Supplied records:
◇ ◇ ◇ ◇ ◇
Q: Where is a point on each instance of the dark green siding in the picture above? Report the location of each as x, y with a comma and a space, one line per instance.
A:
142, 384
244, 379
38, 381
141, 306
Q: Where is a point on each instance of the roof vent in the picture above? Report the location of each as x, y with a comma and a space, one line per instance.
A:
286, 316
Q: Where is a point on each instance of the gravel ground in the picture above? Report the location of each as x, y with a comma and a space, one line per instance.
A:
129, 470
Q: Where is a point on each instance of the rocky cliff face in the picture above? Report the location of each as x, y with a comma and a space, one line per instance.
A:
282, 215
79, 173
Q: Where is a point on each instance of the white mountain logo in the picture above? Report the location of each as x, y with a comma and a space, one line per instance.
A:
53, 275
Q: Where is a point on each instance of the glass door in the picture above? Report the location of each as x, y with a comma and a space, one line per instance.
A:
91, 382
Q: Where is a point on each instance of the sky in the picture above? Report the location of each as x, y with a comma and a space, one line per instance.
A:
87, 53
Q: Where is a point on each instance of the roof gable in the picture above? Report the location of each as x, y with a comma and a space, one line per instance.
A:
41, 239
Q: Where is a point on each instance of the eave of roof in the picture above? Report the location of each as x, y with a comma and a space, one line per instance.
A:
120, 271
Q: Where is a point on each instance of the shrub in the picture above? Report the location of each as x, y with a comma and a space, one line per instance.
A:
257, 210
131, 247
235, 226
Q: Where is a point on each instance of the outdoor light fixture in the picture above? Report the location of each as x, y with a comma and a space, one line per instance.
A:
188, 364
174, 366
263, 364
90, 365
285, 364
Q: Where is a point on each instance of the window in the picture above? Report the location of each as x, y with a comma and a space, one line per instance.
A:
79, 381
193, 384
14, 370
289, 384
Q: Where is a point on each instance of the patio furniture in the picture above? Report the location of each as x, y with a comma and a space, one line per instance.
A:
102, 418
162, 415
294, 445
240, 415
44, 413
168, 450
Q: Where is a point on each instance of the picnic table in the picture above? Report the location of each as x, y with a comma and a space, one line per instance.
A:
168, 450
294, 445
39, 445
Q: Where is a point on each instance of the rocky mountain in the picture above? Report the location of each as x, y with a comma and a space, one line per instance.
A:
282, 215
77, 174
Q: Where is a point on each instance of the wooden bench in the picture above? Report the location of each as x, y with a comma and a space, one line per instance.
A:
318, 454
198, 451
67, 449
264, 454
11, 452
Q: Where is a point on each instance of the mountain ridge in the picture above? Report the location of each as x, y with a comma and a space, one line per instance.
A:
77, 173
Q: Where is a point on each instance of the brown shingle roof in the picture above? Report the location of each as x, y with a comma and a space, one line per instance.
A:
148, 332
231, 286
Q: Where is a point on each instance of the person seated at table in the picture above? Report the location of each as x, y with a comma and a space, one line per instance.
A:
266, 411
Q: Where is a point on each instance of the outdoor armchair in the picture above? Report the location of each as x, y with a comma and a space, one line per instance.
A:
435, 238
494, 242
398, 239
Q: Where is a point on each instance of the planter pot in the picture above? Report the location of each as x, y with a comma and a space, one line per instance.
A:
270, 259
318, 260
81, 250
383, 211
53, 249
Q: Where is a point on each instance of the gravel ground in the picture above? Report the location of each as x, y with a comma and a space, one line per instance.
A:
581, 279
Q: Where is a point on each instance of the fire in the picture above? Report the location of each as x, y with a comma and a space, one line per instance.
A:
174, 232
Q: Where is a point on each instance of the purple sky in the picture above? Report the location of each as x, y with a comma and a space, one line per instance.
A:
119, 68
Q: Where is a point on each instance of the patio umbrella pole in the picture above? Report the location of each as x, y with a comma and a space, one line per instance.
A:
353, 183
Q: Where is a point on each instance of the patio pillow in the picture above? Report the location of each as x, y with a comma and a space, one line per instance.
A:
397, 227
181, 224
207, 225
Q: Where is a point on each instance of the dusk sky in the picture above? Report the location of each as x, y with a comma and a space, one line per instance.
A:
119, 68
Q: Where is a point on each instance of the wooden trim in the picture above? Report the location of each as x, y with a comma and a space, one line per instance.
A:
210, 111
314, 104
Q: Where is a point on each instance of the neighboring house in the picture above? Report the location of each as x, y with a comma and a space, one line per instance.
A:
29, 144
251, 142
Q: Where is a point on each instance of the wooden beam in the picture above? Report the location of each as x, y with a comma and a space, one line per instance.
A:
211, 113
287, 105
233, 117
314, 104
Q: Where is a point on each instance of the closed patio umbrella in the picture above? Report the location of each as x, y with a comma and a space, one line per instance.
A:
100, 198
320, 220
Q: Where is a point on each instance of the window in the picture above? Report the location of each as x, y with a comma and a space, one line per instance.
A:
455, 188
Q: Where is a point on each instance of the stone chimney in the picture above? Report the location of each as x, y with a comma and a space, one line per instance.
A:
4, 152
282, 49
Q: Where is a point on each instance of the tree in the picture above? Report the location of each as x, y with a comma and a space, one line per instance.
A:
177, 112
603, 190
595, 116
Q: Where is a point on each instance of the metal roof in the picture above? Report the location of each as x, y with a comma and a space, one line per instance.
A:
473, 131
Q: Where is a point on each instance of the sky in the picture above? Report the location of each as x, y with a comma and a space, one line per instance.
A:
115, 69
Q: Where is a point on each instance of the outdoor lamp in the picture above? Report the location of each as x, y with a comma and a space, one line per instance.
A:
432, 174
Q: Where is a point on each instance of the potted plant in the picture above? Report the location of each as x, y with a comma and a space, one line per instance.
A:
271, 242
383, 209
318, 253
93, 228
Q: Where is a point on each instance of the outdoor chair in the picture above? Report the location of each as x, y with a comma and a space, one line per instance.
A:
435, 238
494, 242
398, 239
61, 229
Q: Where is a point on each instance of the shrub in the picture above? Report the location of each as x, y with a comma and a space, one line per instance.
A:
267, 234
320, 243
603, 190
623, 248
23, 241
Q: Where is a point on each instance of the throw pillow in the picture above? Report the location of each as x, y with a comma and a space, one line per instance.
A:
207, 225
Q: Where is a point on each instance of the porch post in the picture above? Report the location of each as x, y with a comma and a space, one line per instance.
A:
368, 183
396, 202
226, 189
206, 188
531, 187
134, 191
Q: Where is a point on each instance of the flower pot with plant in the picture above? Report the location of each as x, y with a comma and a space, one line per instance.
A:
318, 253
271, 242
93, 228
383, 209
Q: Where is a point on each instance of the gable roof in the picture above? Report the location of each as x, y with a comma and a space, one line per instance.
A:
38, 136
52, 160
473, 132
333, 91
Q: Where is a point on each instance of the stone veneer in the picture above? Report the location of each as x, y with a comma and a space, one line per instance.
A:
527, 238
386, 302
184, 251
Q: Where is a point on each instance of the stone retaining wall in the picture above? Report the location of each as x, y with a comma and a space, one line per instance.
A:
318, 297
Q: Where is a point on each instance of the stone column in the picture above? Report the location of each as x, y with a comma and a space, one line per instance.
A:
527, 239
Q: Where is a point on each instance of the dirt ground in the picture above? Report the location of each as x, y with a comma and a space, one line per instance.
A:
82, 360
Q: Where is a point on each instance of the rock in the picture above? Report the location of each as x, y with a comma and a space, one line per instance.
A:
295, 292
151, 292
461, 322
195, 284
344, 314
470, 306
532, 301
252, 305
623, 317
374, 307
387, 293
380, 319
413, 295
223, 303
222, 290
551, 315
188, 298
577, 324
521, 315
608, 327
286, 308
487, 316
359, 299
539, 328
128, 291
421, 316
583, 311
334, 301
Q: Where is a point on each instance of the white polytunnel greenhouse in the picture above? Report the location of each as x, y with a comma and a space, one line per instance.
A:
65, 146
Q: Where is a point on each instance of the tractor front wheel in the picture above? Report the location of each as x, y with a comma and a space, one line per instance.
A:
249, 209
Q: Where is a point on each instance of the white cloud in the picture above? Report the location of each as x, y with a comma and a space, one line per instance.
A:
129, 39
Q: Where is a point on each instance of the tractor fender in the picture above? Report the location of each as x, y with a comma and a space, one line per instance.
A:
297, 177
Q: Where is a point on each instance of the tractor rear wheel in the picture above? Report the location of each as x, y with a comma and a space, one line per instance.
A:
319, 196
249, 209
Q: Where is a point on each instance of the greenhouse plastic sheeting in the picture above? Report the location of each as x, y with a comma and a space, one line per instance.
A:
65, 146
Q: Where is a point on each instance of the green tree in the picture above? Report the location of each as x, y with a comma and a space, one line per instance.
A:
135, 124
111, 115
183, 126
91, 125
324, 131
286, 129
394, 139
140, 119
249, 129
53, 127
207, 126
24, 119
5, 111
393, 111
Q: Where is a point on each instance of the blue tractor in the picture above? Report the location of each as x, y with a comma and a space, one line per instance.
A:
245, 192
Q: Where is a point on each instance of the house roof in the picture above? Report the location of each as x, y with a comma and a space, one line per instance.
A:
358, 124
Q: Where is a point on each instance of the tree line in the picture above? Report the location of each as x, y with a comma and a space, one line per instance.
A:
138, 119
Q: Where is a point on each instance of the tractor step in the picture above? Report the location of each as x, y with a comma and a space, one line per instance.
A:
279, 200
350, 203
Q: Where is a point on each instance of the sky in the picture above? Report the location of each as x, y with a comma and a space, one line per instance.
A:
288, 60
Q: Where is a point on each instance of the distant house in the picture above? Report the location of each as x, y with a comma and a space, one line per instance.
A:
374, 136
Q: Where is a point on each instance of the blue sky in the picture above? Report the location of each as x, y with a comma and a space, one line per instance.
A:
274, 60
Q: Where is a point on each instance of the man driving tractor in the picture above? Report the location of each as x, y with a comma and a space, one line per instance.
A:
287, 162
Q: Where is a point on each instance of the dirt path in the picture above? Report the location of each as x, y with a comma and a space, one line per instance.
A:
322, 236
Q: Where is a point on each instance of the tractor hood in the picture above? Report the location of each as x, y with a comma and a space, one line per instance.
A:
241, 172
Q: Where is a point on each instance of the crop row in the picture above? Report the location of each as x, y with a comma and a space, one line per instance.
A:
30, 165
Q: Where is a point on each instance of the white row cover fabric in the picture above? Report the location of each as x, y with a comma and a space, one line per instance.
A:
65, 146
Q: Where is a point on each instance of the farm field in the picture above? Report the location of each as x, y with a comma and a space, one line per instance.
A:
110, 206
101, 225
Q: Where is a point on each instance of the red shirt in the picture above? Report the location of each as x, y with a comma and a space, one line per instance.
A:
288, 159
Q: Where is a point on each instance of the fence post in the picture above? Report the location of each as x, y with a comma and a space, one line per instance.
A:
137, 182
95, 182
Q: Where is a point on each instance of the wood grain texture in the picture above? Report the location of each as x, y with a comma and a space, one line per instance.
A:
◇ ◇ ◇ ◇ ◇
Exercise prompt:
Lines containing the word "post": say how many there are in the material, with no other text.

Response for this exercise:
2